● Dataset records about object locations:
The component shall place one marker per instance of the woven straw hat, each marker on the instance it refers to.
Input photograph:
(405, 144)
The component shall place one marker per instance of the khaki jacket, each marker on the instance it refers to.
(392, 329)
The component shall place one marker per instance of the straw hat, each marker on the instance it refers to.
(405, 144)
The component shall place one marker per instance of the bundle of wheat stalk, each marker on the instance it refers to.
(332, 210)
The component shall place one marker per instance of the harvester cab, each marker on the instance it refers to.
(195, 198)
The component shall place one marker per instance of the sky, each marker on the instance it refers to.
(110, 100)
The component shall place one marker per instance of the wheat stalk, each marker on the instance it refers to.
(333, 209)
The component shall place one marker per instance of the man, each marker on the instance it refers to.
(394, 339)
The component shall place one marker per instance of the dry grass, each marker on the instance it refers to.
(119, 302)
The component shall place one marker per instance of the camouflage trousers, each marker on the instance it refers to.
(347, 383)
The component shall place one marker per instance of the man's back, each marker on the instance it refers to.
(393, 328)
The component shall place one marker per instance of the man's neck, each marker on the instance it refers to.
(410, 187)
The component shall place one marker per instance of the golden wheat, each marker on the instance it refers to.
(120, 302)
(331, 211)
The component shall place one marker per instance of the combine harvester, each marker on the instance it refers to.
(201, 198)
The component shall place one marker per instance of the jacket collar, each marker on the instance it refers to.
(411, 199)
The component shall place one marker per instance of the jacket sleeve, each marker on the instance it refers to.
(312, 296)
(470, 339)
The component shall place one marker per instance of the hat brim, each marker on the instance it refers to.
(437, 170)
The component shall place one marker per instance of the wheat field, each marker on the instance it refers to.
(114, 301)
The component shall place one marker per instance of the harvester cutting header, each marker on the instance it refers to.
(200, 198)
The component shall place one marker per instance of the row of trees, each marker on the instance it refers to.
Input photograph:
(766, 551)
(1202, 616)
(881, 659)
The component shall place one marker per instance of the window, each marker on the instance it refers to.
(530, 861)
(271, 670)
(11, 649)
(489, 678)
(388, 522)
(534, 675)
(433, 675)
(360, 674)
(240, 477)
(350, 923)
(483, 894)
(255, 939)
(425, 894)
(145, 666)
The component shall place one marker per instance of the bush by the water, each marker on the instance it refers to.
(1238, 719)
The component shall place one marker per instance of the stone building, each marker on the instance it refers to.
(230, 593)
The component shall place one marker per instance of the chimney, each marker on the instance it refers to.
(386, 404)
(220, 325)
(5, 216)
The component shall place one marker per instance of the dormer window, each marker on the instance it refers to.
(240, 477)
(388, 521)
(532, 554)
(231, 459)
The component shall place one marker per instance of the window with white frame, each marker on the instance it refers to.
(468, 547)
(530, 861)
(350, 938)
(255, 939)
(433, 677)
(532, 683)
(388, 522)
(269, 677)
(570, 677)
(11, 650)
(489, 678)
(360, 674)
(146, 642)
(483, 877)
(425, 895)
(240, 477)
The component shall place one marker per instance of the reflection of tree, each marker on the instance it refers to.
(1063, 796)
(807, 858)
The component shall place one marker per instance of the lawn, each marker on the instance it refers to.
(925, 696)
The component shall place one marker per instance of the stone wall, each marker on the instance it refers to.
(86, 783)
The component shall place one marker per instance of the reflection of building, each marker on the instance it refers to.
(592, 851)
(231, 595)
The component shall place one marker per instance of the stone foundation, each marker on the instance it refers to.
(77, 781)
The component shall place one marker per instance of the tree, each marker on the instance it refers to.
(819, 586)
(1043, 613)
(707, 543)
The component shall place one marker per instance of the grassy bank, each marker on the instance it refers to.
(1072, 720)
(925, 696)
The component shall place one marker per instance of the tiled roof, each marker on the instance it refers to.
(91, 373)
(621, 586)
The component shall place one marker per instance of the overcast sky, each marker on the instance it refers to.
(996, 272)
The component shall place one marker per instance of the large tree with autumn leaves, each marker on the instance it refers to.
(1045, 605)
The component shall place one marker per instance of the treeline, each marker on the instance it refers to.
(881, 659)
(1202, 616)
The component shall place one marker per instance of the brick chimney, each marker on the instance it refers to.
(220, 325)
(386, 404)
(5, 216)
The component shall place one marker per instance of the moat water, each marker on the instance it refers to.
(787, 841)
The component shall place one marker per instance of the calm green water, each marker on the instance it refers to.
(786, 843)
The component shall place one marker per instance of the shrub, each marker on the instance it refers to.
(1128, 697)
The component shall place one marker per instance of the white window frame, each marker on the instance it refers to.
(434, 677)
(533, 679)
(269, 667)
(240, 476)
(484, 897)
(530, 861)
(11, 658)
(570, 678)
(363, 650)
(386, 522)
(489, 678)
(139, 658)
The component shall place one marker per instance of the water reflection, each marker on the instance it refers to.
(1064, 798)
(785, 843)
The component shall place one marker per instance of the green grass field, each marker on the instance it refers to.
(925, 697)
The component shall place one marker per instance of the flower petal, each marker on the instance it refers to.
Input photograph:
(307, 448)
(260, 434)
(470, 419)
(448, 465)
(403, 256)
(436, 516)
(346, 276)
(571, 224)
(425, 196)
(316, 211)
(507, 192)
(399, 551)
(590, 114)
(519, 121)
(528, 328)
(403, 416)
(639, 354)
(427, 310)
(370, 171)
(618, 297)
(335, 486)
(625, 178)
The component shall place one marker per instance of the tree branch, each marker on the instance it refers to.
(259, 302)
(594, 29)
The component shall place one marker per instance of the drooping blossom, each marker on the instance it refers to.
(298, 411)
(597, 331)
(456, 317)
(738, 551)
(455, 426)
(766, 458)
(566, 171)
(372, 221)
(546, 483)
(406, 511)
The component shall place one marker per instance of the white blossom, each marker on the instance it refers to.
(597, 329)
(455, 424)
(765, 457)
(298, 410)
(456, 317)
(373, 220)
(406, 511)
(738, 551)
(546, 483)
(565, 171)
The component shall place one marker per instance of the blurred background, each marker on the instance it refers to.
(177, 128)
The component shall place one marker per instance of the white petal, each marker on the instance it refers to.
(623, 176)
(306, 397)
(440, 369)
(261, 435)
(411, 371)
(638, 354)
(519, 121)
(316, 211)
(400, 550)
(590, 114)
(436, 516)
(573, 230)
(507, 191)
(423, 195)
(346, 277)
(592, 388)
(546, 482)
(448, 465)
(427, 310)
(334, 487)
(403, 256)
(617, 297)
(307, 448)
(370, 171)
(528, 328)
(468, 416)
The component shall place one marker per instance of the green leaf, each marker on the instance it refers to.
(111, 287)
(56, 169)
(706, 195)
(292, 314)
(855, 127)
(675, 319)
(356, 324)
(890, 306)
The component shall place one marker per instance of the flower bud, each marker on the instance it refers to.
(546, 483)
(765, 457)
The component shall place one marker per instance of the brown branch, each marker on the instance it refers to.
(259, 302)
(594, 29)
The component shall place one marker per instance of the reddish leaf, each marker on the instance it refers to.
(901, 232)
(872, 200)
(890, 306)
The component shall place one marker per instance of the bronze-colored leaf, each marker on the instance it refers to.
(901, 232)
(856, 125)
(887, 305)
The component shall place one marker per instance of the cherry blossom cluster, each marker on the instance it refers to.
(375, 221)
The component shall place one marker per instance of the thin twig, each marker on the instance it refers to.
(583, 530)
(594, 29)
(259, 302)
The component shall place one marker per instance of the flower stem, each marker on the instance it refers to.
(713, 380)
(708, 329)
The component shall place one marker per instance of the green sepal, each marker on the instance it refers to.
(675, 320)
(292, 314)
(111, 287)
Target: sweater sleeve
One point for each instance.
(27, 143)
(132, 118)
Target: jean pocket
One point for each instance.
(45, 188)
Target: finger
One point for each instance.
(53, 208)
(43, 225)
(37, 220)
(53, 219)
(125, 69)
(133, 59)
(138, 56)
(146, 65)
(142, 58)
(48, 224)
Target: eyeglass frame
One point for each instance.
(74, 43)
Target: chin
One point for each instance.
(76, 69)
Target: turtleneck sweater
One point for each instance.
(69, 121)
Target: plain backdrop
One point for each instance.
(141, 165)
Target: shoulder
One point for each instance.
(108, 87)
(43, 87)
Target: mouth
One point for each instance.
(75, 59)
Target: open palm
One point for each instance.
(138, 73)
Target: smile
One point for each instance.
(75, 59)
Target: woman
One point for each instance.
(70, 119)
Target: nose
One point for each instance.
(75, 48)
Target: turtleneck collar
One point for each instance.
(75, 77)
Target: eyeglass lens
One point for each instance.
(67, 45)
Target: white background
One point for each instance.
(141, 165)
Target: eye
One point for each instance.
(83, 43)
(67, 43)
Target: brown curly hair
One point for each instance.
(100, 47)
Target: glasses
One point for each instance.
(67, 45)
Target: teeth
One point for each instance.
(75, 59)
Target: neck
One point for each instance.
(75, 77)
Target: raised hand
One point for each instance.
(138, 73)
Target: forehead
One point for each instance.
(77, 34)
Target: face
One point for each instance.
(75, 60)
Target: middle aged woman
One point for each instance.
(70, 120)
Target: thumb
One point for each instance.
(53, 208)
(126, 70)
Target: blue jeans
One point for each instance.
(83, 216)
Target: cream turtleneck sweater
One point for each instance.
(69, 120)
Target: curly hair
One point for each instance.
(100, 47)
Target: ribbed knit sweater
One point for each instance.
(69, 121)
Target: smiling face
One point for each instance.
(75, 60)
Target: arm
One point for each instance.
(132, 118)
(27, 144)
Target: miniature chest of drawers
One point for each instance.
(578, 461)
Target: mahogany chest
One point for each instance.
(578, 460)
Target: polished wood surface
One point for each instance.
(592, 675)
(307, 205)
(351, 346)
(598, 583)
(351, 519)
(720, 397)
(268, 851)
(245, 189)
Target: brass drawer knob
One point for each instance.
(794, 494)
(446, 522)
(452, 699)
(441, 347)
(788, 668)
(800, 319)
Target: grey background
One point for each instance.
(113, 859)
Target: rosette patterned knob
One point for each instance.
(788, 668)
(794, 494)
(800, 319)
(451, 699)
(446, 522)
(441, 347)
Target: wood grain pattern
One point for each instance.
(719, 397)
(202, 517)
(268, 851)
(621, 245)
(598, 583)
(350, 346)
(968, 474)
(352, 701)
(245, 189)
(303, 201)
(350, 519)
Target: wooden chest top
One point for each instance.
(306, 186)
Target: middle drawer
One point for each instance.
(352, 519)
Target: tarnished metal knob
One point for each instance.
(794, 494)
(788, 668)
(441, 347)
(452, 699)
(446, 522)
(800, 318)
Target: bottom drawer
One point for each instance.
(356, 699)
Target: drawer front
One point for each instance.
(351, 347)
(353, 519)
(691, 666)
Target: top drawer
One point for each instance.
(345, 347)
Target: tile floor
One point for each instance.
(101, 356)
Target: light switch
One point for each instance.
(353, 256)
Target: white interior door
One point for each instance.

● JOB:
Could you write out the stretch from the line containing "Target: top drawer" through the end of the items, both ends included, keeping every request line and scaling each answer coordinate by 1.25, with results rounded to whole numbers and halves rounded up?

● THE ANSWER:
Target: top drawer
One point for each instance.
(431, 434)
Target: tile floor
One point for each instance.
(126, 445)
Target: light switch
One point for each instance.
(441, 320)
Target: white interior door
One point for each instance.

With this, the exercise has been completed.